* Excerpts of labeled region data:

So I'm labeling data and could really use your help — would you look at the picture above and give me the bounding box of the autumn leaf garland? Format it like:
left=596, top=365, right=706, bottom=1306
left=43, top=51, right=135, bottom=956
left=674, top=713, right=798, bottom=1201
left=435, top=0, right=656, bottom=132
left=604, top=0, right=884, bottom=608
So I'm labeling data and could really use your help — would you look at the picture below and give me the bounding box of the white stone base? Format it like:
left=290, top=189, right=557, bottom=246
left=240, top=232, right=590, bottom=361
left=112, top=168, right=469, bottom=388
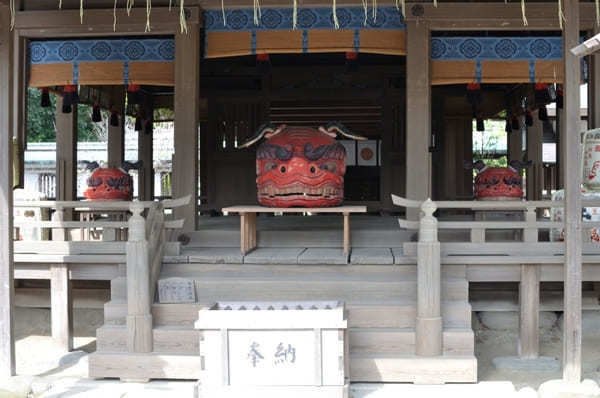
left=538, top=379, right=600, bottom=398
left=194, top=383, right=348, bottom=398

* Directions for this task: Print all of the data above verbatim, leaving out the pictures.

* Correct answer:
So I'm labeling data and could really use your help — would you look at the picture above and give me the bounding box of the autumn leaf garland? Format it like:
left=596, top=365, right=706, bottom=1306
left=43, top=51, right=135, bottom=956
left=674, top=713, right=798, bottom=1201
left=435, top=0, right=656, bottom=132
left=604, top=0, right=884, bottom=608
So I'm labeling data and could really use your help — would you look at the picture below and give me the bounding box of the white stone base? Format it like:
left=290, top=189, right=557, bottom=246
left=240, top=232, right=590, bottom=361
left=112, top=168, right=469, bottom=388
left=538, top=379, right=600, bottom=398
left=194, top=383, right=348, bottom=398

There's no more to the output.